== EXERCISE DETAILS ==
Select every line in the items below that contains the word "knee", and copy each such line in full.

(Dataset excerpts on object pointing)

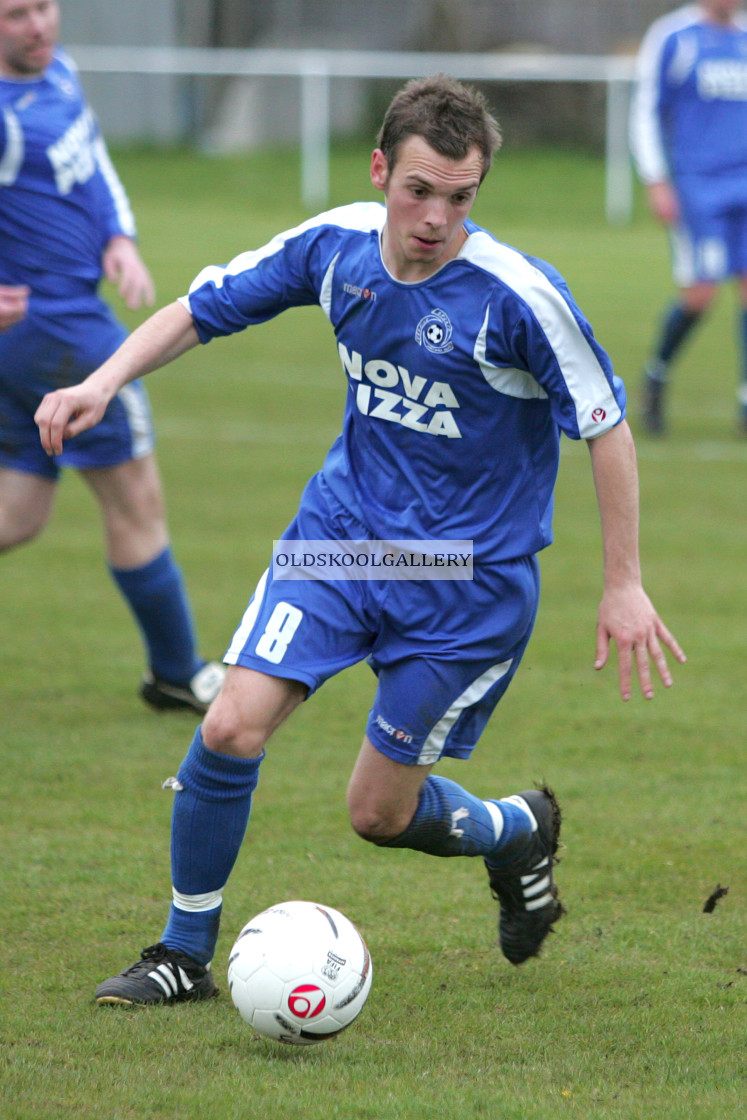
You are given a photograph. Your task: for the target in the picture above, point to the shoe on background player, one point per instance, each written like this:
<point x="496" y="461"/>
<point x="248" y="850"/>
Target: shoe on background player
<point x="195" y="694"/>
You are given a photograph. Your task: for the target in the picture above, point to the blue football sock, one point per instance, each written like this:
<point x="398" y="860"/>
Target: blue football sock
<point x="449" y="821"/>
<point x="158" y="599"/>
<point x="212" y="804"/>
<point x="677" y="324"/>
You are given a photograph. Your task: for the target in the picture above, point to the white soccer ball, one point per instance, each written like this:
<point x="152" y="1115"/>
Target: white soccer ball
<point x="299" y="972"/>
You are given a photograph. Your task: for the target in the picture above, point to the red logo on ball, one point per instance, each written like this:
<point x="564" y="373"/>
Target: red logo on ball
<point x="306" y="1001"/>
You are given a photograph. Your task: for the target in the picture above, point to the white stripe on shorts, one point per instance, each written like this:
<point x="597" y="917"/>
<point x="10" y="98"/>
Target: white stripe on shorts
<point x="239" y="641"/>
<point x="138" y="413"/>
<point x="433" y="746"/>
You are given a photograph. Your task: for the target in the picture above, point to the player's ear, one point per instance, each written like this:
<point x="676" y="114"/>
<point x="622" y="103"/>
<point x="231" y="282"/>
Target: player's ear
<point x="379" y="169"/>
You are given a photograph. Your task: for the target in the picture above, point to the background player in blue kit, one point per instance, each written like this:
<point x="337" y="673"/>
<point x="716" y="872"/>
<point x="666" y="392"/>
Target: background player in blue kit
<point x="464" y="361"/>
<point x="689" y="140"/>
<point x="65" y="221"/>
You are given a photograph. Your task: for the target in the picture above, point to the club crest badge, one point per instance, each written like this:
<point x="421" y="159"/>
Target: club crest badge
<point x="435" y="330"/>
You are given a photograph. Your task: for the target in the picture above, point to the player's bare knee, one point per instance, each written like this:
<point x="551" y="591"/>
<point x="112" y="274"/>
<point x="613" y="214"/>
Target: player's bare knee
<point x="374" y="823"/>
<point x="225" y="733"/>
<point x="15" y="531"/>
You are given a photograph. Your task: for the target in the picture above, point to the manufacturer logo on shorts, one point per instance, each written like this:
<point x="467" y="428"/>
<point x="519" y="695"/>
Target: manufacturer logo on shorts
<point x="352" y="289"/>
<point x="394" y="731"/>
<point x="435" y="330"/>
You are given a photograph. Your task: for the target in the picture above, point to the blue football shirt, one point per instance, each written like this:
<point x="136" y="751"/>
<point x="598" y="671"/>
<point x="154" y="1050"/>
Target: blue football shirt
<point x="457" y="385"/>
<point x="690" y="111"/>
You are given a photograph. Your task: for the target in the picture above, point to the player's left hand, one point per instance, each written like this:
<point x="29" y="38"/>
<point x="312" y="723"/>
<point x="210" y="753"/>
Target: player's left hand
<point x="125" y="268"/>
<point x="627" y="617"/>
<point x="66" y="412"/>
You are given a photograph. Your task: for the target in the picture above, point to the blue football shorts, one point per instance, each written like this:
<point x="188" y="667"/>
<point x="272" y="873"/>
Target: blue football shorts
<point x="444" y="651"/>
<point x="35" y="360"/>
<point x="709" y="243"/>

---

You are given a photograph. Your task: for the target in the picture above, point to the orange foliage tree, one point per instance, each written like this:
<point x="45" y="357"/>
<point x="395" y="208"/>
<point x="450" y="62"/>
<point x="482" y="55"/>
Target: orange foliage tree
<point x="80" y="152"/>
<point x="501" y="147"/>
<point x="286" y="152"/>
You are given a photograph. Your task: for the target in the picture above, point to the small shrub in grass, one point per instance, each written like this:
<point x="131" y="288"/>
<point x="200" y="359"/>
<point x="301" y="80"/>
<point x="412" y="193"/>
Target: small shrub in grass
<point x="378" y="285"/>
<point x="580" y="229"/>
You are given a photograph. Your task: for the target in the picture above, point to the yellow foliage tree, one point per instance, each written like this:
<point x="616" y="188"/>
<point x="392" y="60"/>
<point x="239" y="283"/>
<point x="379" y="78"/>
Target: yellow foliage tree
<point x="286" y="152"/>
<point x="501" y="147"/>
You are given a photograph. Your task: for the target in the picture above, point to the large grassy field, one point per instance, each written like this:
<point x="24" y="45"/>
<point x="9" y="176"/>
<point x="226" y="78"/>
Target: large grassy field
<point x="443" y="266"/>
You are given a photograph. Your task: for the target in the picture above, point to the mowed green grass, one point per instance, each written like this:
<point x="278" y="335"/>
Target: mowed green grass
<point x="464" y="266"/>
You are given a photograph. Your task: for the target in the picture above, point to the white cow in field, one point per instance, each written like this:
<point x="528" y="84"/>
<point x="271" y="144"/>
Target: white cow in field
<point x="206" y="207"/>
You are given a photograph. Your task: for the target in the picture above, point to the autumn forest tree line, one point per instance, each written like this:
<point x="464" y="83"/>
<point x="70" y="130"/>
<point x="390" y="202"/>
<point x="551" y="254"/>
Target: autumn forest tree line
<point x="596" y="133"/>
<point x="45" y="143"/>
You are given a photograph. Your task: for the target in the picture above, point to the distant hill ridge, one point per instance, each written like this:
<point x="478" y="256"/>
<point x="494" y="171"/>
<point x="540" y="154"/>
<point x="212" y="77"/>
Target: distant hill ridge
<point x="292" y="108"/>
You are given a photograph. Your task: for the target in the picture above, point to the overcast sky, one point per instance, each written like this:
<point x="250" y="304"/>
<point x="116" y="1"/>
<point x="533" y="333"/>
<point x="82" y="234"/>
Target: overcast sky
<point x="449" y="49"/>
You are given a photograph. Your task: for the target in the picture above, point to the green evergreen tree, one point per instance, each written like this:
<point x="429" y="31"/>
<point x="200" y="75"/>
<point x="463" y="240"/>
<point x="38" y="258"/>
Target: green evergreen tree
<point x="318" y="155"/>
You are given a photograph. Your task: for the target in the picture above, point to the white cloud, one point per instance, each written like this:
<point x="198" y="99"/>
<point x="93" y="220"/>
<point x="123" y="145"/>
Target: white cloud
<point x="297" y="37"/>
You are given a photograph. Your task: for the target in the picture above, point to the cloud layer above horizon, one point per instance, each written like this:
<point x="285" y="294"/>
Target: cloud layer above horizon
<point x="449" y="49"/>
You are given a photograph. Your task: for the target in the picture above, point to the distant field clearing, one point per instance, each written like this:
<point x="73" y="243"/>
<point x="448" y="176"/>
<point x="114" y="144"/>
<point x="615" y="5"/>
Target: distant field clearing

...

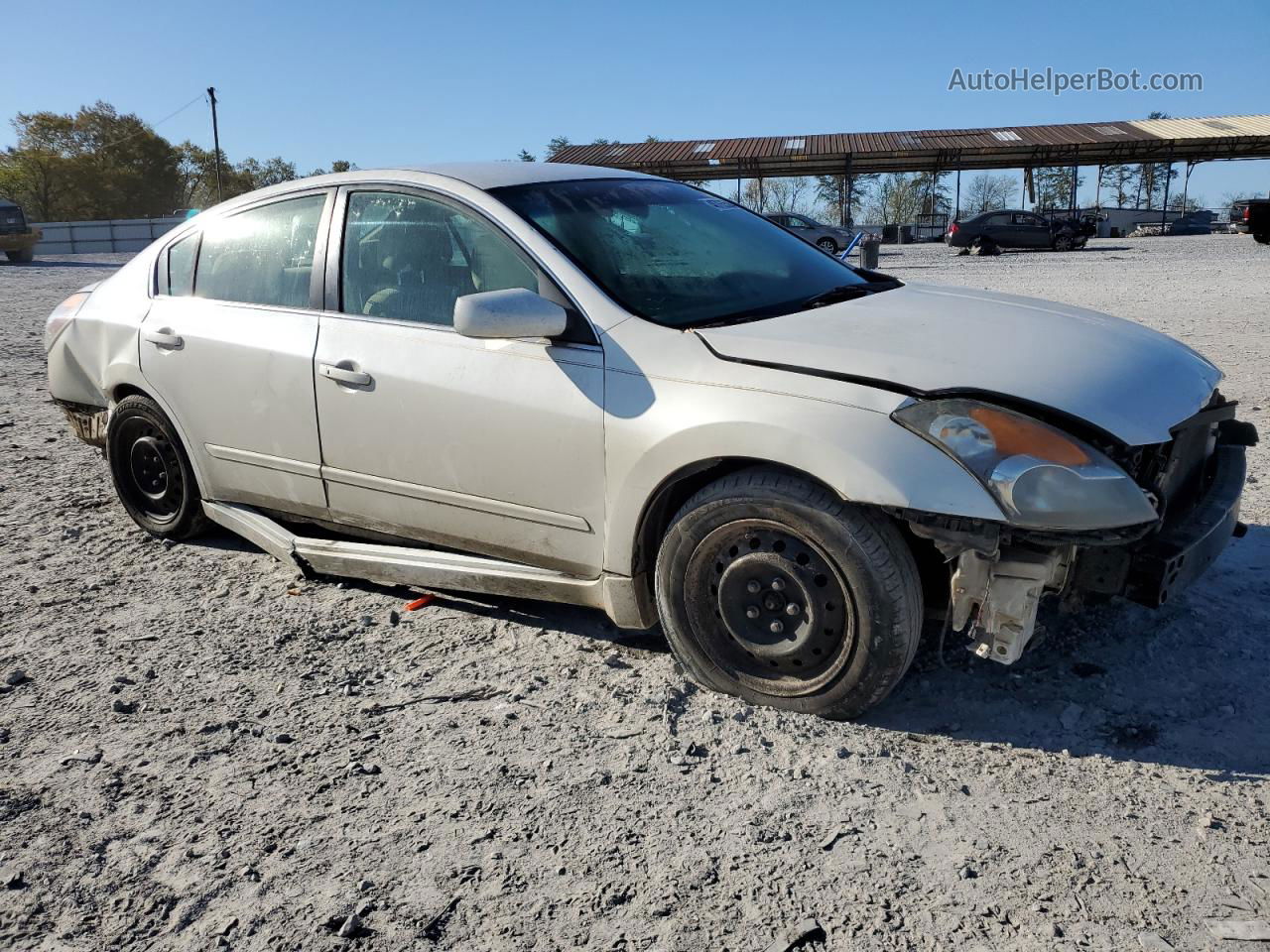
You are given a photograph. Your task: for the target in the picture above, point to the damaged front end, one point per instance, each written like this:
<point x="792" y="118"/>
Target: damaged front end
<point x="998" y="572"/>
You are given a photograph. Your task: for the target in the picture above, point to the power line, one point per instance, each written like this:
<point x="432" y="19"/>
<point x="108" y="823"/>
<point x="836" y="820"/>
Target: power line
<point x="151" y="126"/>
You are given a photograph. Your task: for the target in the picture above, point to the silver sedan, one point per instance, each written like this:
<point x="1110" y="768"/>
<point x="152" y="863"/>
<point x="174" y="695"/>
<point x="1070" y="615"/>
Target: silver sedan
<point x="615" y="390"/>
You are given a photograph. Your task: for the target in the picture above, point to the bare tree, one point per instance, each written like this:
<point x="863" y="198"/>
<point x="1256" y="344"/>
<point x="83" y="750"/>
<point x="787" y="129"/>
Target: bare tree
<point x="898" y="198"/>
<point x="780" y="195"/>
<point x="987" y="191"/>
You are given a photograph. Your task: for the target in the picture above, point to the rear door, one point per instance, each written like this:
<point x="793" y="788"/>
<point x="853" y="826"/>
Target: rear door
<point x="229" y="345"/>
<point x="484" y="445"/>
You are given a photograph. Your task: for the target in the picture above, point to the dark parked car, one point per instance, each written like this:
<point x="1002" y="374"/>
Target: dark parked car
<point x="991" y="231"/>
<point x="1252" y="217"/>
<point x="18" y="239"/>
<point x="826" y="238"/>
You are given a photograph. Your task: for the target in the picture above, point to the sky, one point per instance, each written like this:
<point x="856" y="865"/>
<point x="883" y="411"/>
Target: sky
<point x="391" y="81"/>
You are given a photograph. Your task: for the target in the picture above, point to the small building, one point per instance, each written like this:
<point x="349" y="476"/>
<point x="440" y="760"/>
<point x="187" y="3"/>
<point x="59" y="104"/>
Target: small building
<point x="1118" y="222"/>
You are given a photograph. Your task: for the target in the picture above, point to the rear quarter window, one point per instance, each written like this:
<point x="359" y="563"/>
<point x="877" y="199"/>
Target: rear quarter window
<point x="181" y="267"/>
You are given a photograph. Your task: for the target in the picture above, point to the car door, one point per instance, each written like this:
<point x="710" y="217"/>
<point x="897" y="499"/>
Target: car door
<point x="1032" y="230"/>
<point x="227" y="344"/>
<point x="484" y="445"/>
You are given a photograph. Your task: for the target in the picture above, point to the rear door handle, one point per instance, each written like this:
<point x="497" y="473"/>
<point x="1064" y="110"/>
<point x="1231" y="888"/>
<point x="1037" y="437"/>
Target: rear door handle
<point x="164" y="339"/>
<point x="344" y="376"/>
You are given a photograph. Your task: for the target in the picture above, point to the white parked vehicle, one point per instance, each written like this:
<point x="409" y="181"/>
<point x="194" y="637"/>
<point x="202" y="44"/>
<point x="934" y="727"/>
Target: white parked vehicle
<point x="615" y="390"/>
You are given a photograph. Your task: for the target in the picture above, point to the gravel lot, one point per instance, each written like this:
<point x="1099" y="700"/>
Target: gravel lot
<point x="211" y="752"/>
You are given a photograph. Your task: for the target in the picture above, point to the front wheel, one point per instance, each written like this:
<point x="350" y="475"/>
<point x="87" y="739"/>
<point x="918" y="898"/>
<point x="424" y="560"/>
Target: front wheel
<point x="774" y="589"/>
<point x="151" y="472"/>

== ANSWER IN FULL ==
You are given a photograph. Your task: for the target in the picture above, point to the player's bare knee, one point per instance, each written like this:
Target: player's bare knee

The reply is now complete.